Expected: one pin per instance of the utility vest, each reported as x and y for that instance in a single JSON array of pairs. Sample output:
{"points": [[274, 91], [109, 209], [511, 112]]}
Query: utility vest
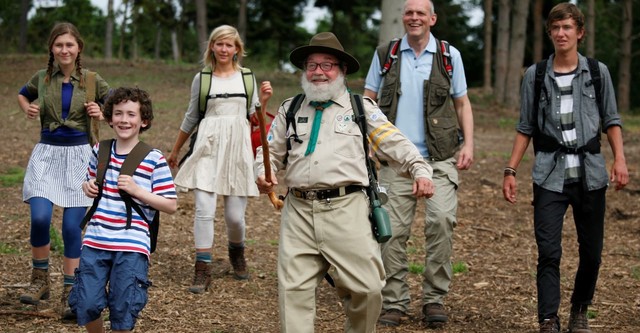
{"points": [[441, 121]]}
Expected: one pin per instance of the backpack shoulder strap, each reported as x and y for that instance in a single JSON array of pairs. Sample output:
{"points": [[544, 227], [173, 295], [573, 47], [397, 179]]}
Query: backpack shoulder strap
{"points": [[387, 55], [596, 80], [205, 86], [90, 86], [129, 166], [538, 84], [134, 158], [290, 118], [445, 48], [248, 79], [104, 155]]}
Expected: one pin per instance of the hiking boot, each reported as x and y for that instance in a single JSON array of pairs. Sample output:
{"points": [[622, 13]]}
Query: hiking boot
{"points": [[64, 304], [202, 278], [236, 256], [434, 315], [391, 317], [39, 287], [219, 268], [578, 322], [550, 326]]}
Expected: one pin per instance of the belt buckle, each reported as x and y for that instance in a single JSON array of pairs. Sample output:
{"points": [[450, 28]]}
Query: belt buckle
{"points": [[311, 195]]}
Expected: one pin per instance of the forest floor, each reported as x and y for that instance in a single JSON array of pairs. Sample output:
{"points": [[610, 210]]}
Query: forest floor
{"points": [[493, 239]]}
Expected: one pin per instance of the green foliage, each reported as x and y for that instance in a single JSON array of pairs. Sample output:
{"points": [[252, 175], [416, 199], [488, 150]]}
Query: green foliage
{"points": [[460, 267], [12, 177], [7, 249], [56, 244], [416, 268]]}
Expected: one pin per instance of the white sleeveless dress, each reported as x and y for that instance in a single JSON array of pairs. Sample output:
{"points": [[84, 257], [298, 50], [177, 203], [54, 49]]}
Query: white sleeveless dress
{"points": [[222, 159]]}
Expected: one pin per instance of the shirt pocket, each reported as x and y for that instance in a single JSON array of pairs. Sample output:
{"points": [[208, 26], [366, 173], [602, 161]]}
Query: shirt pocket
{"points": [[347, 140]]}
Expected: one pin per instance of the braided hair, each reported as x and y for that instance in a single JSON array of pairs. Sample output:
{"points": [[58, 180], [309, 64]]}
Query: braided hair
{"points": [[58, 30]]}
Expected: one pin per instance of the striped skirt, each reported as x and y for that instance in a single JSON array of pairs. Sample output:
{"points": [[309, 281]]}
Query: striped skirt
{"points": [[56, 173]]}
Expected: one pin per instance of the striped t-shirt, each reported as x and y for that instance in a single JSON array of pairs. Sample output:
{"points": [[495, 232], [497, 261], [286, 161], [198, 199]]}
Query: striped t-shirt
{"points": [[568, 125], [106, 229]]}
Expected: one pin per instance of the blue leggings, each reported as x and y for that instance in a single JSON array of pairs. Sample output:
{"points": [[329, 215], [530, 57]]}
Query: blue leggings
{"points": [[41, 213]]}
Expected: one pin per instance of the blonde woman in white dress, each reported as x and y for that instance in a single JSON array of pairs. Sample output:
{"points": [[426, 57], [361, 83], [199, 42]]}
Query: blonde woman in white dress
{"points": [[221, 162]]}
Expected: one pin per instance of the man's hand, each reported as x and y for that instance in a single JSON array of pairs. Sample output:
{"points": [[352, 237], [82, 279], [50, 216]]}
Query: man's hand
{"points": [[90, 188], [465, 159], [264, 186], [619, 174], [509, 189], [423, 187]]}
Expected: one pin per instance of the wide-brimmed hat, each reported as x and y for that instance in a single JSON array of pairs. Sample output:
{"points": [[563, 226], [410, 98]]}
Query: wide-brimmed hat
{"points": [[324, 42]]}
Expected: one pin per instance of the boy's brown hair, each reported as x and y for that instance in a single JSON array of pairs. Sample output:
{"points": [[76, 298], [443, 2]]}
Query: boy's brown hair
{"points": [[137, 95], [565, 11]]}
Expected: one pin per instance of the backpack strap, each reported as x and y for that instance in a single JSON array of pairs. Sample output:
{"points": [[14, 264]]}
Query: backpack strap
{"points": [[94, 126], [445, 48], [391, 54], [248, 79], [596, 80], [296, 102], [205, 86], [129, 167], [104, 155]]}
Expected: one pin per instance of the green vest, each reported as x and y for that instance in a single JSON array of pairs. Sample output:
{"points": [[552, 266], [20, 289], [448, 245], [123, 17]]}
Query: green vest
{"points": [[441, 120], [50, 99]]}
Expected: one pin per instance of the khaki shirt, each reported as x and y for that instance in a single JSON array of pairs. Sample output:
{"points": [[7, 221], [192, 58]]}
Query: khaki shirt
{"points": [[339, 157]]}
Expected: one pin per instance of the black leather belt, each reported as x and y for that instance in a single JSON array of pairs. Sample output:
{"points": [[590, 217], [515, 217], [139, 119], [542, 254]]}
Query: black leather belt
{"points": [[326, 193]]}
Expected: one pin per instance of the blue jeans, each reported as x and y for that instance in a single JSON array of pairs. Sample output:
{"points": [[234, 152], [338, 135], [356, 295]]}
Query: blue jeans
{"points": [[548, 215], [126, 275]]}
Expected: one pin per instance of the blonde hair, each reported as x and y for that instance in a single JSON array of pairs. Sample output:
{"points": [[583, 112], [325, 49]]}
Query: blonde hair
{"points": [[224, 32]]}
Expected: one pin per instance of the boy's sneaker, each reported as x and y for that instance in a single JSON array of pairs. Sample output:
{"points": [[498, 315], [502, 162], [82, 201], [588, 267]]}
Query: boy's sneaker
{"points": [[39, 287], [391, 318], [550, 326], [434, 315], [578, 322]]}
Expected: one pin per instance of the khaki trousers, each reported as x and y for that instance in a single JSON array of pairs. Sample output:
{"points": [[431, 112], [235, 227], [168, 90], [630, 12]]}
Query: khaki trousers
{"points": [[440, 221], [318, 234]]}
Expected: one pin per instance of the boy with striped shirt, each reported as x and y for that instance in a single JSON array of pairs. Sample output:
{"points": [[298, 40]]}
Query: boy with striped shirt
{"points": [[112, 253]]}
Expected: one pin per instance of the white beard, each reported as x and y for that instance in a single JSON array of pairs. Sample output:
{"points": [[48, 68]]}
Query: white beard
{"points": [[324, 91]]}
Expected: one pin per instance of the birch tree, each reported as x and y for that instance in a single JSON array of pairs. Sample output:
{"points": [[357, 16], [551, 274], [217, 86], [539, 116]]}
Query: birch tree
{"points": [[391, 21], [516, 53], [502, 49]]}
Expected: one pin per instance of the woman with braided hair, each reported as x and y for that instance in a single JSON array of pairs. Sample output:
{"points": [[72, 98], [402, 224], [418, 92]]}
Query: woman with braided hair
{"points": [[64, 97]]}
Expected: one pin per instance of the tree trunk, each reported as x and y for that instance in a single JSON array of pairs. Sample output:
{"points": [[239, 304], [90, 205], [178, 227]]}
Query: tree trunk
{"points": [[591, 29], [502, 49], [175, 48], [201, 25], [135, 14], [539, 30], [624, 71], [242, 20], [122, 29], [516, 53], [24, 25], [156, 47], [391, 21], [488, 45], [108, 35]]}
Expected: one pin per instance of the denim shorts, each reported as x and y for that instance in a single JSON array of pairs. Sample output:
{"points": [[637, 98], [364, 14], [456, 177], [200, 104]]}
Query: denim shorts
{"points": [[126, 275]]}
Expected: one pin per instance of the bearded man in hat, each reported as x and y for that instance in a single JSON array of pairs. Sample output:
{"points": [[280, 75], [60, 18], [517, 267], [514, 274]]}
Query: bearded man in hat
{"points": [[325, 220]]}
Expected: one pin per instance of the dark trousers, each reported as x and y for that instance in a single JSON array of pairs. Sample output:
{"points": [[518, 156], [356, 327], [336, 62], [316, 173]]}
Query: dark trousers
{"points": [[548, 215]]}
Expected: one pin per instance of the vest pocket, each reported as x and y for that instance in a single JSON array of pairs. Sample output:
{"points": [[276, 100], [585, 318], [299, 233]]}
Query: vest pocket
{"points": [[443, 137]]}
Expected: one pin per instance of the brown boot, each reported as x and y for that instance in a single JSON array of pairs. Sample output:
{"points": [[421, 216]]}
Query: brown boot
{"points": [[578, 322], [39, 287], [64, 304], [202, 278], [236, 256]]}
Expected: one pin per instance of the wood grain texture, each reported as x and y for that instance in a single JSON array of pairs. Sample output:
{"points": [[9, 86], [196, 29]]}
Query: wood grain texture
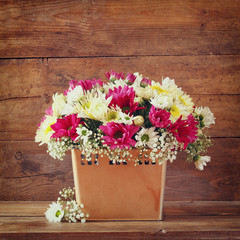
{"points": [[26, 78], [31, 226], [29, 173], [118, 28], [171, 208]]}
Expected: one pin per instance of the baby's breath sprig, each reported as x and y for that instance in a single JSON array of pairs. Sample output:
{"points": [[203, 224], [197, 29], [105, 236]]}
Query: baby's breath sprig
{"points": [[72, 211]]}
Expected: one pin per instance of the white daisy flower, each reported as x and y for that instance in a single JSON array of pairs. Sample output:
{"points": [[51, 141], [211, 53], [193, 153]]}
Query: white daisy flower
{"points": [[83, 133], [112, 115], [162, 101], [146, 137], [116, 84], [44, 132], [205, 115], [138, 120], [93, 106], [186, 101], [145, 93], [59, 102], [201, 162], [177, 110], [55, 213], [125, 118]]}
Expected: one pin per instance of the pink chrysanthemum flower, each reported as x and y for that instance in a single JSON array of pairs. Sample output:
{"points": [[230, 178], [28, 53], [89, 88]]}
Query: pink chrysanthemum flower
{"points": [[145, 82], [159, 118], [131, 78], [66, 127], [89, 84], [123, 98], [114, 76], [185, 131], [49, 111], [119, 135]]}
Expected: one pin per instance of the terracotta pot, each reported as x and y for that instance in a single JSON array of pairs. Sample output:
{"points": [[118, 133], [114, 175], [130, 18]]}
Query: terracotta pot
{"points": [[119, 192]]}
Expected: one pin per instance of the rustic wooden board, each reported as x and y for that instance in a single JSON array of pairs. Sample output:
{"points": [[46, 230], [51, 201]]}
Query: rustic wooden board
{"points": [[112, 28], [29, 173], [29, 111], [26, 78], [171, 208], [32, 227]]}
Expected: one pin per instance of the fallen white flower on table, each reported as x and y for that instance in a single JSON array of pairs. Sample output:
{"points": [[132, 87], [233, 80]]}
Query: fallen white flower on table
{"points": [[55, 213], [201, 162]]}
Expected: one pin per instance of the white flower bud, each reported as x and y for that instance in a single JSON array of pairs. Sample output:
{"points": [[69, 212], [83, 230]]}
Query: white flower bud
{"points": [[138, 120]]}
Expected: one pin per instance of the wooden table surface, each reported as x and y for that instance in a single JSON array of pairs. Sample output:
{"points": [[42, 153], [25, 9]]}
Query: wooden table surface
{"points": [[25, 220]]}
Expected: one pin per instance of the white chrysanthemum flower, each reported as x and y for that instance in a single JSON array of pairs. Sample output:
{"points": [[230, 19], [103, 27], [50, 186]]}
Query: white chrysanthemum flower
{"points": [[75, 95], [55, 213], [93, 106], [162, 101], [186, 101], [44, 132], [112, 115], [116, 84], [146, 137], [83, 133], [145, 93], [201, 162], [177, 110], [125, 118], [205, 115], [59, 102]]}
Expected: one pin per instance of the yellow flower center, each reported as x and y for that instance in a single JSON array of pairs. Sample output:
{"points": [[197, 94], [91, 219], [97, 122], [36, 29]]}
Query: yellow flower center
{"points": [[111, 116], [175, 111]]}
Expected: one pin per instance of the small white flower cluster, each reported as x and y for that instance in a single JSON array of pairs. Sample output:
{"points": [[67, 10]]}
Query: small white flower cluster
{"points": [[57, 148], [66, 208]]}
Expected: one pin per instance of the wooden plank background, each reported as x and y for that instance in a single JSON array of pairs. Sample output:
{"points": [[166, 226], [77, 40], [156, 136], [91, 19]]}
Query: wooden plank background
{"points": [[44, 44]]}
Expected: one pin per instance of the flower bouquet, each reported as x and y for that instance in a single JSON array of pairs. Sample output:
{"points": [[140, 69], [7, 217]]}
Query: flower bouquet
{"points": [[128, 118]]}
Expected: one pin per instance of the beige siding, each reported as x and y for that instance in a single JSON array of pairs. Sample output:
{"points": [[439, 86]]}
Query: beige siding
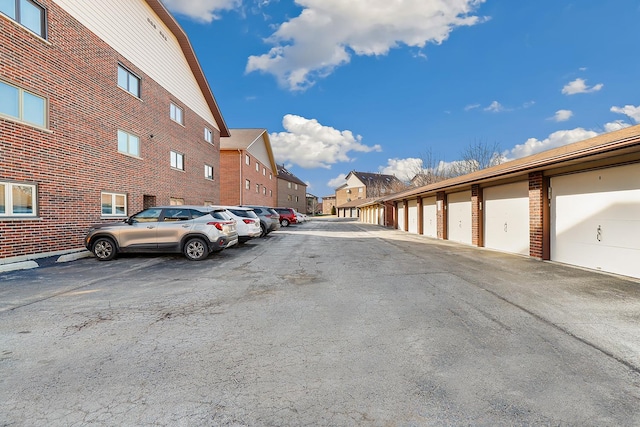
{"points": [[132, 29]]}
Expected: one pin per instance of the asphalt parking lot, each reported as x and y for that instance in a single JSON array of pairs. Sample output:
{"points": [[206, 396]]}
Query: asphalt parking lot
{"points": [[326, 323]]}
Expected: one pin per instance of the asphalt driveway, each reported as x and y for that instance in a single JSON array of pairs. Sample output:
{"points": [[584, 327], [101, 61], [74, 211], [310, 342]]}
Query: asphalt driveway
• • •
**WHAT YOU NEED TO DO:** The lines to repeat start at the one holding "Expected: one pin per instance of the small" and run through the last line of the records above; write them out exactly, both ends included, but not the pictures.

**REPLY:**
Expected: one pin per instance of the small white flower cluster, each reported as x and y for that instance in a single JSON array of pairs. Sample output:
{"points": [[67, 10]]}
Query: small white flower cluster
{"points": [[57, 148], [66, 208]]}
Expected: one pin per instance of the wooden plank background, each reported as x and y for that instance in a single JSON array of pairs. Sample output:
{"points": [[166, 226], [77, 40], [156, 136], [91, 19]]}
Query: wooden plank background
{"points": [[44, 44]]}
Expected: one pin per instance of the flower bouquet, each reported as x and y for that instance in a single JSON array of pairs. Sample output:
{"points": [[140, 69], [7, 217]]}
Query: flower bouquet
{"points": [[128, 118]]}
Expected: one pin per instance of the beige siding, each reported as x and y for that instance in a single JSON array of pairs. Sample output:
{"points": [[439, 86]]}
Query: beige siding
{"points": [[132, 29]]}
Expected: one pin per instance of the asphalt parking lot, each reported as x and y for that instance in a single JSON array of pairs. Sample output:
{"points": [[206, 396]]}
Query: asphalt parking lot
{"points": [[326, 323]]}
Expected: one pin per instance of the asphalt driveway, each reported as x and y for that instance in a single JSON array of pairs. Sample output:
{"points": [[584, 327], [101, 61], [74, 211], [310, 342]]}
Query: asphalt driveway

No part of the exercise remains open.